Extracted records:
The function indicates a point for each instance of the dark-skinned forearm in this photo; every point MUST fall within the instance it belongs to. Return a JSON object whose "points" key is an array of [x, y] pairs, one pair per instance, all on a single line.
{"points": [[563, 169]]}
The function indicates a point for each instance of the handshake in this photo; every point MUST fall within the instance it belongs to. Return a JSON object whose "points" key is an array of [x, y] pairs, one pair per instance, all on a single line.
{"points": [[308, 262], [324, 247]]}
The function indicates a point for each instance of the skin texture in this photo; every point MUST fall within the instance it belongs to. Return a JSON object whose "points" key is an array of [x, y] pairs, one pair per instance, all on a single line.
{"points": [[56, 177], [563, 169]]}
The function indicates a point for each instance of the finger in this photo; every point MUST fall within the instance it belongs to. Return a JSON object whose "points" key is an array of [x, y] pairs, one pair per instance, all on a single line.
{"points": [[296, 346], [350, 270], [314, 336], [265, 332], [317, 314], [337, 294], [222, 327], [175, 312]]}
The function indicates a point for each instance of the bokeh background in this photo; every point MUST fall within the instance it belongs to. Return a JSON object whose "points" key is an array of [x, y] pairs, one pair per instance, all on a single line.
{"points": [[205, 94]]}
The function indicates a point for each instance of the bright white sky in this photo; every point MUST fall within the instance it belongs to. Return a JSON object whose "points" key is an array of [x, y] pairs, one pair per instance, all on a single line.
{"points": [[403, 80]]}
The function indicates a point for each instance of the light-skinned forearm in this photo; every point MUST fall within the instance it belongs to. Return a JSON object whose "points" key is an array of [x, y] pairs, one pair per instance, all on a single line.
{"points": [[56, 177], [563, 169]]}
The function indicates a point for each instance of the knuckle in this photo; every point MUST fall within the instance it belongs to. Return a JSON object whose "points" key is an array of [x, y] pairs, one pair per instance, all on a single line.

Action item:
Reproduce the entries exactly. Every word has to stay the same.

Result of the task:
The function indicates a point for each instance of the dark-skinned forearm in this photo; every point MUST fall within the instance it belongs to. Return a JSON object whose "points" key is an array of [x, y] pairs, one pair per instance, all on a single line.
{"points": [[563, 169]]}
The function indicates a point for each instance of the handshake in this photo; every point MUST fall within the instance it belongs to. Return a JSON object whose "points" key is an array of [x, y] pairs, one pair per instance, all on a single line.
{"points": [[308, 262], [324, 247]]}
The function indicates a point for each instance of the skin texture in this photo; every point MUST fall within the instance it belongs to. Return a JSON object whose "points" key is an array of [x, y] pairs, one pair per instance, all on a single line.
{"points": [[56, 177], [563, 169]]}
The function indicates a point for each instance of the finger in this photo; every point MUST fall within the instance it belongs to. Return a JSON object whose "points" key is an array of [x, y] pairs, one pair per instance, all on a single line.
{"points": [[296, 346], [350, 270], [314, 336], [265, 332], [317, 314], [337, 294], [222, 327], [175, 312]]}
The function indicates a point for each instance of the bokeh background in this photo; every point MUST fall within the instance it belongs to. Return a JSON object whose "points" key is an array of [x, y] pairs, one pair per instance, all on a single line.
{"points": [[205, 94]]}
The function indicates a point for each instance of the bright white sky in this photo; every point MUST fall within the instance it belongs to. Return a JSON object whose "points" key is an array of [x, y] pairs, one pair per instance, all on a single line.
{"points": [[403, 80]]}
The function indicates a point for each instance of the light-skinned forearm in this photo; every point MUST fall within the instance it belongs to. Return a JSON object whose "points" key is an array of [x, y] pairs, one pair per instance, all on a single line.
{"points": [[56, 177], [563, 169]]}
The function indicates a point for each instance of the knuckle in this photo; every point MUST fall within the instance it belongs to. Return a JSON object whose "points" key is an array of [x, y] pairs, one pair per instance, all on a single line.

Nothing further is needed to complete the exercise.